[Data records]
# # #
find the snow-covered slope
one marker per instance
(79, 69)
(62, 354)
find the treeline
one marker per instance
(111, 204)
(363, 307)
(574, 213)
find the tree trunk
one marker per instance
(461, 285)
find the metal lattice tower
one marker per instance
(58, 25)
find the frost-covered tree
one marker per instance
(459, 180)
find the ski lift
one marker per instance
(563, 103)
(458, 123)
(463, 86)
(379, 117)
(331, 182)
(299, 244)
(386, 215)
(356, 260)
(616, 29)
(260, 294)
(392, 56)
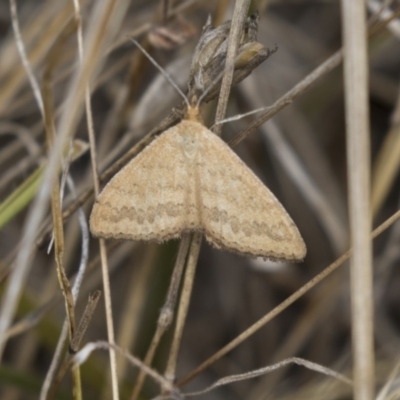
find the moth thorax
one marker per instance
(189, 143)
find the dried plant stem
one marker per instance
(285, 304)
(103, 254)
(167, 311)
(323, 69)
(235, 33)
(358, 162)
(387, 162)
(183, 305)
(57, 210)
(102, 25)
(24, 58)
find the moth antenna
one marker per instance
(165, 74)
(240, 116)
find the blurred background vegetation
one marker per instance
(300, 155)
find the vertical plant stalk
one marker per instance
(235, 33)
(183, 305)
(102, 26)
(358, 164)
(167, 312)
(103, 253)
(57, 211)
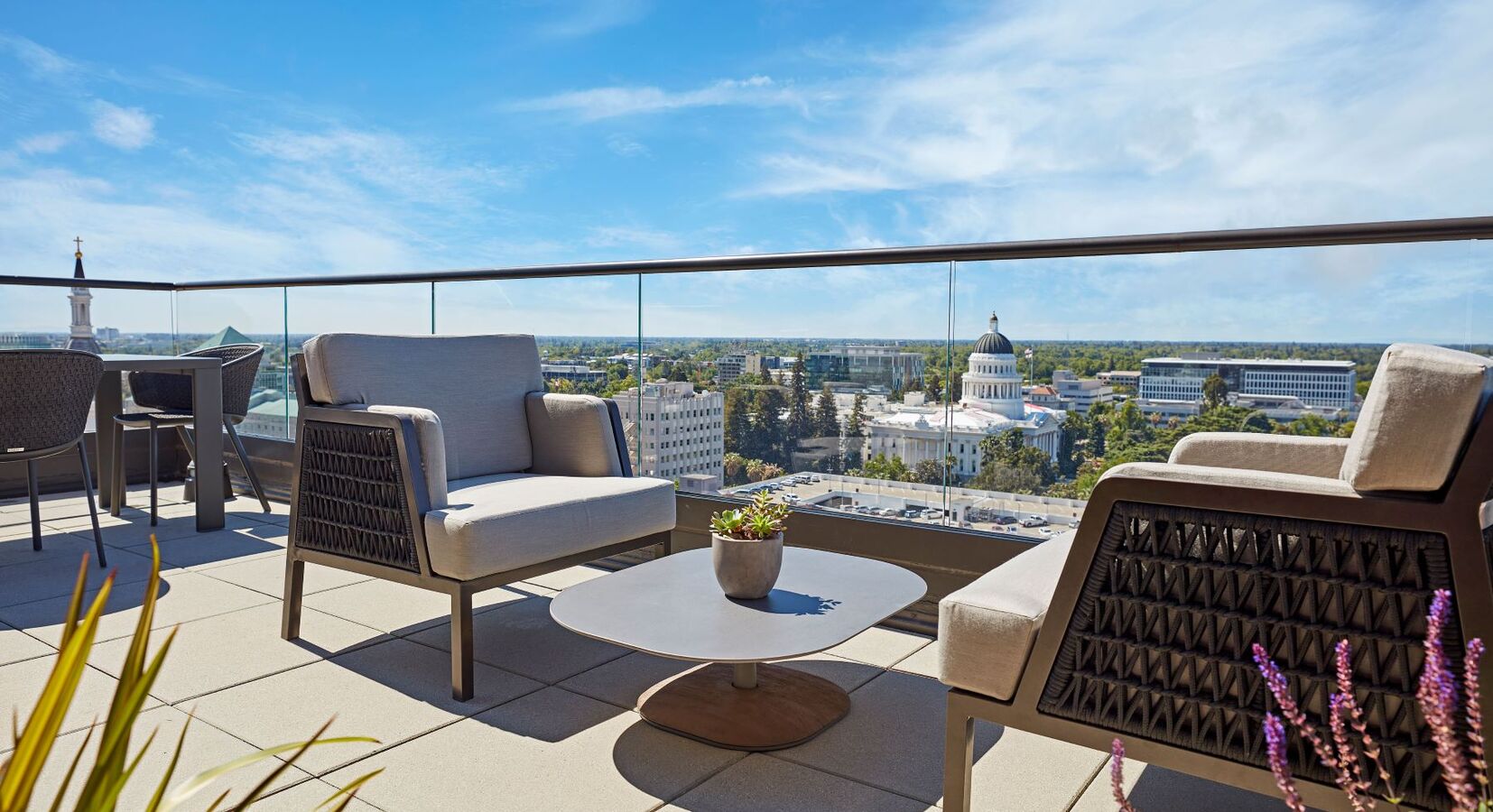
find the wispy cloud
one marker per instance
(582, 18)
(121, 127)
(45, 143)
(611, 102)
# # #
Set task:
Rewrite every line of the listing above, requests included, and raise each coordinate in the answers by 39. Leave the pictures out.

Exercise answer:
find the snow-covered slope
one marker per instance
(118, 108)
(101, 393)
find the treeline
one marker per instance
(150, 243)
(402, 346)
(613, 252)
find the tree trunk
one marker per instance
(500, 324)
find the metal lattice tower
one marker per instance
(97, 64)
find the frost-covered tree
one marker per instance
(498, 219)
find the ski lift
one marker per instance
(602, 142)
(497, 162)
(502, 125)
(418, 156)
(370, 221)
(338, 283)
(425, 254)
(395, 299)
(655, 68)
(299, 333)
(431, 95)
find the moth thorax
one marker per instance
(228, 182)
find the dried plant stem
one marker per instance
(324, 343)
(142, 293)
(206, 350)
(362, 108)
(274, 72)
(397, 201)
(426, 201)
(222, 344)
(96, 249)
(141, 64)
(63, 97)
find the moth antenna
one marker per instance
(204, 113)
(279, 155)
find the blurred background vegetation
one marker per instance
(339, 194)
find the vertical plant stalk
one marker per instance
(274, 72)
(222, 344)
(141, 65)
(397, 203)
(206, 351)
(142, 292)
(96, 250)
find the wispy cloud
one marker per instance
(621, 57)
(160, 166)
(84, 182)
(650, 141)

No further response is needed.